• **Conjunto de tareas**
1. Enumera todo aquello que, según el artículo sobre las elecciones, señaló la izquierda.
2. Según el artículo sobre las elecciones, ¿por qué el titular sirve para cualquier parte? Responde en una a tres oraciones, por favor.
3. Responde estas preguntas sobre el artículo de las elecciones:
(a) ¿Qué cita electoral se menciona en el subtítulo?
(b) ¿En qué país se celebraron las elecciones?
(c) ¿Quién construyó a Frankenstein en la narración de Mary Shelley?

───── Texto de la página ─────

Elecciones en el país del miedo
Esa agobiante emoción que puede convertir la vida en un infierno a veces sirve para alertar de los peligros, y eso parece haber sucedido en la cita del 23-J
Este titular sirve para cualquier parte, el miedo campa a sus anchas, hay mucha inseguridad y no se dibuja con claridad un proyecto, un lugar hacia el que dirigirse. Pero las elecciones se celebraron en España y fue aquí donde los partidos utilizaron el miedo para movilizar a los votantes (lo hacen en todas partes). La derecha se refirió a Frankenstein, ese engendro que en una narración de Mary Shelley construyó un científico del mismo nombre a partir de trozos de cadáveres diseccionados, y que dicen ha gobernado en los últimos años. La izquierda señaló a los ultras, a los herederos del franquismo, a los iliberales, incluso a Donald Trump, el paradigma de una política que se construye sobre una realidad paralela.

───── Datos proporcionados ─────

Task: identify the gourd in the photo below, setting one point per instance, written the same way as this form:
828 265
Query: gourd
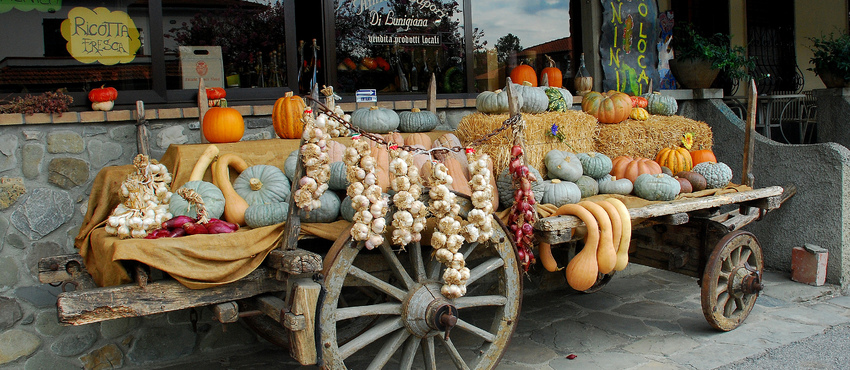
639 114
595 165
417 121
583 269
223 125
505 186
534 99
211 195
559 192
338 179
611 185
630 168
524 73
588 186
262 184
625 233
561 164
610 107
266 214
717 175
234 204
677 159
656 187
697 181
494 102
328 212
375 119
703 155
661 104
287 116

─────

• **Tus respuestas escritas**
1.
- Los ultras
- Los herederos del franquismo
- Los iliberales
- Donald Trump

2. Sirve para cualquier parte porque el miedo campa a sus anchas y hay mucha inseguridad. Además, no se dibuja con claridad un proyecto, un lugar hacia el que dirigirse.

3.
(a) La cita del 23-J.
(b) En España.
(c) Un científico del mismo nombre, a partir de trozos de cadáveres diseccionados.